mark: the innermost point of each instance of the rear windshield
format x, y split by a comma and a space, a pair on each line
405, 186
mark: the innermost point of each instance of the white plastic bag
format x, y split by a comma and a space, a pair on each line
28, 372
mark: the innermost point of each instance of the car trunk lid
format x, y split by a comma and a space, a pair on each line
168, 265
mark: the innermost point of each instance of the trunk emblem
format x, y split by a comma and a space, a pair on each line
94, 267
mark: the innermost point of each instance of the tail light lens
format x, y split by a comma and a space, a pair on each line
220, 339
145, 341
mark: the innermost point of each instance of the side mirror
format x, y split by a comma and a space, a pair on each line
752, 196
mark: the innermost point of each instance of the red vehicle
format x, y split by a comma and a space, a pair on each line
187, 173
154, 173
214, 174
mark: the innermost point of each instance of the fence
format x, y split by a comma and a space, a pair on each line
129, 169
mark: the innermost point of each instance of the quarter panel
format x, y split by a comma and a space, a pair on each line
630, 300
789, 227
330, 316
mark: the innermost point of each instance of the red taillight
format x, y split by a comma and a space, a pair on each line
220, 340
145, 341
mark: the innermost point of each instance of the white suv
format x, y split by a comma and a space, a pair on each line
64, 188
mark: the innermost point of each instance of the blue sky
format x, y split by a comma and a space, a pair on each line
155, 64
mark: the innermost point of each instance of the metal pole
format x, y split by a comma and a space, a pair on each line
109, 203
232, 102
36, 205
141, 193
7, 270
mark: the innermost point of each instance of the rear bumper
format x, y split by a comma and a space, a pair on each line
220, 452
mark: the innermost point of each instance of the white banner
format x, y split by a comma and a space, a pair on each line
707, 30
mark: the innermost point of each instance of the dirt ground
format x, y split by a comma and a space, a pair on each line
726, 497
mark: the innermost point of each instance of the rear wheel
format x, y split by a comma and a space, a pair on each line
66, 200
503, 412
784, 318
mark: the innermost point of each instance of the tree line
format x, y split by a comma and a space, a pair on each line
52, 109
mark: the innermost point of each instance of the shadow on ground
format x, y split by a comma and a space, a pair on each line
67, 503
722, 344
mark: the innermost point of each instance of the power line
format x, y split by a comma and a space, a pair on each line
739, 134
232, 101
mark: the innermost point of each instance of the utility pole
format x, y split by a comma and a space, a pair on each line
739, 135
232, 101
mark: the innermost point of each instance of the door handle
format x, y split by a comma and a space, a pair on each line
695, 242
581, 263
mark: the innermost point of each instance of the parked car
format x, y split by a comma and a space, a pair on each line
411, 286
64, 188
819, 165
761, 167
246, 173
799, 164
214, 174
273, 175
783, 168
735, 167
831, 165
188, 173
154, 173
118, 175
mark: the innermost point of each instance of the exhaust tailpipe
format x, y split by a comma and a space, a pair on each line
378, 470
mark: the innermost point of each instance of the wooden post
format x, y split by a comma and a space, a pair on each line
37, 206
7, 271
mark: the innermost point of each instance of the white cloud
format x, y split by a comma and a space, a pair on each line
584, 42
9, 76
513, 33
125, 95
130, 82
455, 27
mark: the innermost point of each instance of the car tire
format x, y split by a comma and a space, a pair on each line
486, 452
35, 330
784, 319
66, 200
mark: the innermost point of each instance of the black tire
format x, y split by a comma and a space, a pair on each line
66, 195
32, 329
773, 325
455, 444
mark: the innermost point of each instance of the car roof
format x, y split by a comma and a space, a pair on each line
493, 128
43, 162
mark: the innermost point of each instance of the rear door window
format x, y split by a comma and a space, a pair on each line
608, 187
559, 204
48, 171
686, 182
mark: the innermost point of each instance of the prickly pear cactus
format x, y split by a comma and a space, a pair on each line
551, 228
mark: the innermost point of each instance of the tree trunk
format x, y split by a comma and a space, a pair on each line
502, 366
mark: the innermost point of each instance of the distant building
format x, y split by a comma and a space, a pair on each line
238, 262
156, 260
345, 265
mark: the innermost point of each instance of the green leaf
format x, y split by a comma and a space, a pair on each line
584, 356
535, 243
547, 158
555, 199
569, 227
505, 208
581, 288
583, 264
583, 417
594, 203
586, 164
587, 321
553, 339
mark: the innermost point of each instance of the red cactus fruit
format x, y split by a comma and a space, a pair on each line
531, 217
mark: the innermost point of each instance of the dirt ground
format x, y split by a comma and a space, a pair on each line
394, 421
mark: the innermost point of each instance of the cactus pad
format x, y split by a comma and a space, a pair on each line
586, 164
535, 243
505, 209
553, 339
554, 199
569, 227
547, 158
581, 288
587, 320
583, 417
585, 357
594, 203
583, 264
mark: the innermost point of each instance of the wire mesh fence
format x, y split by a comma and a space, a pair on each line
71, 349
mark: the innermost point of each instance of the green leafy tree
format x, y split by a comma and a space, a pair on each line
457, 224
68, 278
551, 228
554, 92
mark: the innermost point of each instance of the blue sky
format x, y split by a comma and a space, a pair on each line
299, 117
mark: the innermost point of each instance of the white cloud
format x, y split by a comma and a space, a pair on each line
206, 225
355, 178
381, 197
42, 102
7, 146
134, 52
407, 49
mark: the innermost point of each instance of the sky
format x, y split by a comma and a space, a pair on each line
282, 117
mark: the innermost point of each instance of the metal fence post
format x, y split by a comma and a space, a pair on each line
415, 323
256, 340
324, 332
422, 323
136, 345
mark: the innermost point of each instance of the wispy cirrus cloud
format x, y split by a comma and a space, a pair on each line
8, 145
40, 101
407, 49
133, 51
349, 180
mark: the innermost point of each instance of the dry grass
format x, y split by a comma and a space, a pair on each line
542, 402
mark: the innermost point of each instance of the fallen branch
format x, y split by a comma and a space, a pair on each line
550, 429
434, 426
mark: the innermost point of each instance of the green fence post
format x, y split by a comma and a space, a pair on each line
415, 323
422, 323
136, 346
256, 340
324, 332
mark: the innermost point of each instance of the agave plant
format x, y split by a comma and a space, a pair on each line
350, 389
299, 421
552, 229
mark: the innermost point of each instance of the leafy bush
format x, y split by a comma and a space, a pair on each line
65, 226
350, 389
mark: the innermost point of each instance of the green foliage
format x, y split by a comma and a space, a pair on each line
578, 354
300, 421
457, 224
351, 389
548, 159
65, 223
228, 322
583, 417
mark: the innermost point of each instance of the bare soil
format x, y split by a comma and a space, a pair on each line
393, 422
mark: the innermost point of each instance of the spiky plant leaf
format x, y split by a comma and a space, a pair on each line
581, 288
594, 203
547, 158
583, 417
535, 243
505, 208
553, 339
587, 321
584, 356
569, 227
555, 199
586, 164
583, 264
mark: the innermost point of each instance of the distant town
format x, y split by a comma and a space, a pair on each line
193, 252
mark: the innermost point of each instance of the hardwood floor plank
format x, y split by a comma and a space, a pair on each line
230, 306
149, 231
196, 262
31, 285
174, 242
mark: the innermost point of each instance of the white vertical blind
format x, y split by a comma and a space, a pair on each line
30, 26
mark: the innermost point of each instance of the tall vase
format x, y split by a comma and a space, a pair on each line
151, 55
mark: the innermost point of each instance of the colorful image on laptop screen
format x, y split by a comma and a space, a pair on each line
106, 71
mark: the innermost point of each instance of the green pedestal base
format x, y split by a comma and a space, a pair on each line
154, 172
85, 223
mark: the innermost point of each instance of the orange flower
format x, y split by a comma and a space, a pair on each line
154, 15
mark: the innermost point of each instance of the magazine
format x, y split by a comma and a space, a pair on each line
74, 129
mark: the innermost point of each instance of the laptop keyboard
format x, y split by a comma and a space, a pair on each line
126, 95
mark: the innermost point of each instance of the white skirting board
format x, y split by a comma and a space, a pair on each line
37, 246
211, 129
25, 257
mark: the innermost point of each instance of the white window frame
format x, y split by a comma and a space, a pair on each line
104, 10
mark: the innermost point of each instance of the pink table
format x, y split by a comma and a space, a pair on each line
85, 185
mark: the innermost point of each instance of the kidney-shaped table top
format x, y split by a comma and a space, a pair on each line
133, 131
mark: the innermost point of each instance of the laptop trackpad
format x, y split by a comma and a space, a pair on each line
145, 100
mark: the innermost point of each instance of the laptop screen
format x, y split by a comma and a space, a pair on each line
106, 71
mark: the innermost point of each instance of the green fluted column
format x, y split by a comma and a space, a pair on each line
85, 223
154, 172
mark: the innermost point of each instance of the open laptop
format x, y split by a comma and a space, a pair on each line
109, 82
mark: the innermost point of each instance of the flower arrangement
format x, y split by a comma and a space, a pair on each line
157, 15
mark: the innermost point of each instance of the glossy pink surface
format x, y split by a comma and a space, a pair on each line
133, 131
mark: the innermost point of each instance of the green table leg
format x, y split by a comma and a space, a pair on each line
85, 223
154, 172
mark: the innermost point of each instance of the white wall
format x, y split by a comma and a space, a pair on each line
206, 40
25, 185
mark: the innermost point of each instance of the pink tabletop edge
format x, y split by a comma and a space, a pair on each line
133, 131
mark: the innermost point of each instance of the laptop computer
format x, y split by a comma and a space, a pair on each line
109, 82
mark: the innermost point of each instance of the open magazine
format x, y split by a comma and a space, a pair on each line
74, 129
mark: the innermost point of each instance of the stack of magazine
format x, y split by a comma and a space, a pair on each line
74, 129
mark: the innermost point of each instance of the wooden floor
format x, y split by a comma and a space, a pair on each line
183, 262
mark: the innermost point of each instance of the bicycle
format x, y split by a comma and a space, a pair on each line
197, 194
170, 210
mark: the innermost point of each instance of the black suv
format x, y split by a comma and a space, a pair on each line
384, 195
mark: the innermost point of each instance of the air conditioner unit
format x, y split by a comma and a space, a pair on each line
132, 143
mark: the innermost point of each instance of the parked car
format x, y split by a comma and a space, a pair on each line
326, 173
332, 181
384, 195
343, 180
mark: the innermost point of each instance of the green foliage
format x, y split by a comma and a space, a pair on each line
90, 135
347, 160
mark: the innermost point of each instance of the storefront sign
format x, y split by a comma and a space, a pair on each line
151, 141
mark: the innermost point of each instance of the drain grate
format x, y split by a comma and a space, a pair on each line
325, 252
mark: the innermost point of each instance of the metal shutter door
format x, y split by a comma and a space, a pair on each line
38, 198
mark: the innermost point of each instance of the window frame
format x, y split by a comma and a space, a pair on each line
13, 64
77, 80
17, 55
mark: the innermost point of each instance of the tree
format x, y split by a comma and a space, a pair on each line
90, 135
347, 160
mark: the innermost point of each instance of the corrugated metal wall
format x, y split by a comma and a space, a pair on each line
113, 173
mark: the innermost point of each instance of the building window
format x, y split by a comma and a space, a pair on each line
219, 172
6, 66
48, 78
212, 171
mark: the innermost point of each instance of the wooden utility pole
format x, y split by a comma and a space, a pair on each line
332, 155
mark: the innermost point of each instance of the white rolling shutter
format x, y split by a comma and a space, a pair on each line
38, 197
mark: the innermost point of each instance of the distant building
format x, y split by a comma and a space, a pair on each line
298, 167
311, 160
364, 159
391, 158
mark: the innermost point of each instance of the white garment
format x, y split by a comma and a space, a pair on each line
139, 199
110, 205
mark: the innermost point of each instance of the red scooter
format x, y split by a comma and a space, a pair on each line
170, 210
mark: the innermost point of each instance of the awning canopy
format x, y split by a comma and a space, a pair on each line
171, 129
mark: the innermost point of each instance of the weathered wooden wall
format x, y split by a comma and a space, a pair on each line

----------

*INSTRUCTION*: Give back exactly the lines that run from the line with "mark: the innermost point of each instance of the white rolling" through the close of the material, counting both ends, and nothing more.

*COMPLETE ANSWER*:
mark: the innermost point of each instance of the white rolling shutter
format x, y split by a comma and a space, a pair on each line
38, 197
mark: the innermost point of each instance of the distant building
format x, y split by a comma and a space, a pair on each line
298, 167
311, 160
364, 159
391, 158
mark: the innermost point of each instance of the white garment
format x, y split by a comma and a space, a pair on each line
139, 199
110, 205
mark: the innermost point of each instance of the red scooter
format x, y split by a comma and a space, a pair on each line
170, 210
mark: the innermost point of each instance of the awning canopy
format x, y split by a comma and a space, a pair on each line
171, 129
mark: the innermost point of each instance of the weathered wooden wall
format x, y split by a comma and a space, a pair on each line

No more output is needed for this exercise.